(Point localization data)
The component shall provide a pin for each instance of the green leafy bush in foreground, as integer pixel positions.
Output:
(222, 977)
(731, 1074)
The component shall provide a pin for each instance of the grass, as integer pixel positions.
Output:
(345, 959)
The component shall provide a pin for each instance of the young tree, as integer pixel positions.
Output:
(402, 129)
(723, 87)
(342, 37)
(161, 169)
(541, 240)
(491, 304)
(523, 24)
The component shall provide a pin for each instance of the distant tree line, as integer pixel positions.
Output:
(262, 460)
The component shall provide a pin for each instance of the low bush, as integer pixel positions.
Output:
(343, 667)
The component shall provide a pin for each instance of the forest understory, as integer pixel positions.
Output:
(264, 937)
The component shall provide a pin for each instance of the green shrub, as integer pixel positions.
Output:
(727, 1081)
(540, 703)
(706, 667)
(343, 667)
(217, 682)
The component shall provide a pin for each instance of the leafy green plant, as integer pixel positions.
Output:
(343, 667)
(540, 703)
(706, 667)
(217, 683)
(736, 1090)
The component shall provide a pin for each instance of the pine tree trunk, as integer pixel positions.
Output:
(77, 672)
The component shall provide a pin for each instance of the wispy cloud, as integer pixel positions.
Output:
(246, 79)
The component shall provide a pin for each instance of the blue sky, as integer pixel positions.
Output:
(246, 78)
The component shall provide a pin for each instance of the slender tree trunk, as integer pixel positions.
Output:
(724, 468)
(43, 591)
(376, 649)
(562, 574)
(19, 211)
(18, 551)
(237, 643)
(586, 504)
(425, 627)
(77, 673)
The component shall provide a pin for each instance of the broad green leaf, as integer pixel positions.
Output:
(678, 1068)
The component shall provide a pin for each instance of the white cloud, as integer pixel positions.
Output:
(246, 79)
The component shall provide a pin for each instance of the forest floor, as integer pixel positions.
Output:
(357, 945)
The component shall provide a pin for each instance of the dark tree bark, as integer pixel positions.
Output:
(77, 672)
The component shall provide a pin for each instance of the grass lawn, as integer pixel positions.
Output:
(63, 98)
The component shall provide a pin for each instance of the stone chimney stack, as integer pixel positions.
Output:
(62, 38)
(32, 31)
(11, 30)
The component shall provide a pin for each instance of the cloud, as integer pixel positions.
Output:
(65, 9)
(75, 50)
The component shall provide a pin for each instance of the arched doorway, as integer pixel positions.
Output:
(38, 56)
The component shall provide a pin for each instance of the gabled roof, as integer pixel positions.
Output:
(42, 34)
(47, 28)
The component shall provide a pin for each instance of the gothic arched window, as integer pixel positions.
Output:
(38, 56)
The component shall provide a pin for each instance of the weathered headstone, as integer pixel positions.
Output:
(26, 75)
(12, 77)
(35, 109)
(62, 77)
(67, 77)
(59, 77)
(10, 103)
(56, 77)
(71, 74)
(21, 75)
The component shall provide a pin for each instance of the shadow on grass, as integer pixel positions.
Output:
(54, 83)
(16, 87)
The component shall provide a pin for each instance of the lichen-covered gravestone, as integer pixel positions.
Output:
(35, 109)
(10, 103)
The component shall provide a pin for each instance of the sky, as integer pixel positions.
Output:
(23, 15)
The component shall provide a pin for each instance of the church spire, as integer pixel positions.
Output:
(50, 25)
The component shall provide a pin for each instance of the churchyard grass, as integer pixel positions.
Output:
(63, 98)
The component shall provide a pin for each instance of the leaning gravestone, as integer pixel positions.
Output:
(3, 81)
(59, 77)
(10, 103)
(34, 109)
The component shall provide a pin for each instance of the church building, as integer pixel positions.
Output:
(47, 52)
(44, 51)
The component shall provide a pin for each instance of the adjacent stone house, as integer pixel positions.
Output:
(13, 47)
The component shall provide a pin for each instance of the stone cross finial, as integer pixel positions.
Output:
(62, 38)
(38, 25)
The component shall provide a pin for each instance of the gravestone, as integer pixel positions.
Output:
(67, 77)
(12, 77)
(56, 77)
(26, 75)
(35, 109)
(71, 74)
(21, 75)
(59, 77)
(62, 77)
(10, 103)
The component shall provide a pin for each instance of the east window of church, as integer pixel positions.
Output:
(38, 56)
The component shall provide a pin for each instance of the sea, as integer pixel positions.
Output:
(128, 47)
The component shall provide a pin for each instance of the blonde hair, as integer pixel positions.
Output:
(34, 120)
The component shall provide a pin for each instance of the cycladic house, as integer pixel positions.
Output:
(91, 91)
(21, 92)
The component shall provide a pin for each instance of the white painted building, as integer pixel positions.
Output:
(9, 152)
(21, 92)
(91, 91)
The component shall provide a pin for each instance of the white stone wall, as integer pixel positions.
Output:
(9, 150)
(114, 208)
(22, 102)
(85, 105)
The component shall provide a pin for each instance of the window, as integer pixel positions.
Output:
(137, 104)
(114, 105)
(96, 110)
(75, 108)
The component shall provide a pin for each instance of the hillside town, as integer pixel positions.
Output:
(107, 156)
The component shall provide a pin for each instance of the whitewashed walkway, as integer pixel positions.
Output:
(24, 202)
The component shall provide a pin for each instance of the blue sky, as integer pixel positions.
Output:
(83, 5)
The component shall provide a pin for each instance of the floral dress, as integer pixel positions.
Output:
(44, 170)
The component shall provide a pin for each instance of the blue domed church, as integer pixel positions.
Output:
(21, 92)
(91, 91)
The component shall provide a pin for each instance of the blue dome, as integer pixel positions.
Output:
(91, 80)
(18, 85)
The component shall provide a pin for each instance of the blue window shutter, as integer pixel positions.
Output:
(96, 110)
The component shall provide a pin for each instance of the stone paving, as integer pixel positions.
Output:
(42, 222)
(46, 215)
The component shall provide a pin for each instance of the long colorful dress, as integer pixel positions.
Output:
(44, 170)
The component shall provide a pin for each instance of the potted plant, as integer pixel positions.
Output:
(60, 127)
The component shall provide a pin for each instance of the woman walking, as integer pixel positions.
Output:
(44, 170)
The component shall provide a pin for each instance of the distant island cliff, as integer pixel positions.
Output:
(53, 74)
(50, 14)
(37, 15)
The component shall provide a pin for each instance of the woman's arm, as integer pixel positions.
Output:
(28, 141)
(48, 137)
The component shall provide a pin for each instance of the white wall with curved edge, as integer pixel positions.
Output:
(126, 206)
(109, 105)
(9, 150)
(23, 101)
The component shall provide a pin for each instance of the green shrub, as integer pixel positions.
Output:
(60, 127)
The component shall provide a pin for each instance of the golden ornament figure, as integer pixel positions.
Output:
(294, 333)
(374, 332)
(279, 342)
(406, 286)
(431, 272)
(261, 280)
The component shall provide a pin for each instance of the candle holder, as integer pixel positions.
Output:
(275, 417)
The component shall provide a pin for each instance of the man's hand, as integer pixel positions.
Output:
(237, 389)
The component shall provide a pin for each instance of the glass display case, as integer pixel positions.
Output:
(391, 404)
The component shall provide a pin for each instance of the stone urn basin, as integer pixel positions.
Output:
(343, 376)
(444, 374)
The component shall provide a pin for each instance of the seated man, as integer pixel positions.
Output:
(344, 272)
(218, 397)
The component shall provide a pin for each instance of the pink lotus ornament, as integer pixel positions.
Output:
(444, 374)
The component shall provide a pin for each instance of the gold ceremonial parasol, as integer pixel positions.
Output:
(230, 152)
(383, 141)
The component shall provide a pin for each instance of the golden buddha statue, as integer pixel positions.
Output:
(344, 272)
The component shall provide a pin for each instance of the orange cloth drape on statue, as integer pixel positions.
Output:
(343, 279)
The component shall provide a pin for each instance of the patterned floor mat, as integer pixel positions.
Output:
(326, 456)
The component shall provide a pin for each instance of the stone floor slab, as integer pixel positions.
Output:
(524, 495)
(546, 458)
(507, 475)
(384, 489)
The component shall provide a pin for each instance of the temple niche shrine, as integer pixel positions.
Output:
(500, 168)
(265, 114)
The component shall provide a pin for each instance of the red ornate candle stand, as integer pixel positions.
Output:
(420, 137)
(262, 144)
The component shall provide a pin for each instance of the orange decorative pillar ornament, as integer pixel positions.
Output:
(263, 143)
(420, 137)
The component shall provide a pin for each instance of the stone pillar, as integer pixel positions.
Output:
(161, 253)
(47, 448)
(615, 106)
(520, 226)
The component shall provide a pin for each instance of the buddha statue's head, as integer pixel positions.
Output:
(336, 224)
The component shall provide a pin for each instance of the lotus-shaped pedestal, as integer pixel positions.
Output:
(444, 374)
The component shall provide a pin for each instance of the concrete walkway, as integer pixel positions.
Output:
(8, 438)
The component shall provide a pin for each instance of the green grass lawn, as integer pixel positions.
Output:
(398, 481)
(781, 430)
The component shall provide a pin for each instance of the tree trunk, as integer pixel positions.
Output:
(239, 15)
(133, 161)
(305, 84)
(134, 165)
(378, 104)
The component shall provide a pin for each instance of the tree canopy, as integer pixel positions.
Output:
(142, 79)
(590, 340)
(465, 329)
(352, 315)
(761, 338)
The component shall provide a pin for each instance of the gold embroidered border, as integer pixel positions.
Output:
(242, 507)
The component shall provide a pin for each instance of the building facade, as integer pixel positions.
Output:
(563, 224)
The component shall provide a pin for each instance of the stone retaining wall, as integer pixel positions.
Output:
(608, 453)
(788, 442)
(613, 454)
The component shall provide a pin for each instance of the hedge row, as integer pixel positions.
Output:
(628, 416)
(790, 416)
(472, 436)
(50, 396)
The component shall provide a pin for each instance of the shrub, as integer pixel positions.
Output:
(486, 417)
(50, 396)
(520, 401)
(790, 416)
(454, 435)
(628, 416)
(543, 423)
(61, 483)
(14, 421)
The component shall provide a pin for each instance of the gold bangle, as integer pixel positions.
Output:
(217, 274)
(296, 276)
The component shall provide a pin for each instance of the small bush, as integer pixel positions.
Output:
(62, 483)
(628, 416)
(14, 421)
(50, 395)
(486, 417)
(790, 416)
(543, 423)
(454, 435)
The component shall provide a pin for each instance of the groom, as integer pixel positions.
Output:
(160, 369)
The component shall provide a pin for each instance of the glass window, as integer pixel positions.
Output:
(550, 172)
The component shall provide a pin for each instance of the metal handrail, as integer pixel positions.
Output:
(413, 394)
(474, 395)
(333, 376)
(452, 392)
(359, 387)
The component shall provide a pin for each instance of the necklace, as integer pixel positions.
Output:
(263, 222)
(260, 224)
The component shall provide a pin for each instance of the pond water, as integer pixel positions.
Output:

Your assignment:
Copy the lines that hold the word "arched". Take them from the records above.

Response area:
The component shall provide a pin for each instance of the arched doorway, as integer pixel positions.
The component shall provide a pin for each instance of the gothic arched window, as integer pixel positions.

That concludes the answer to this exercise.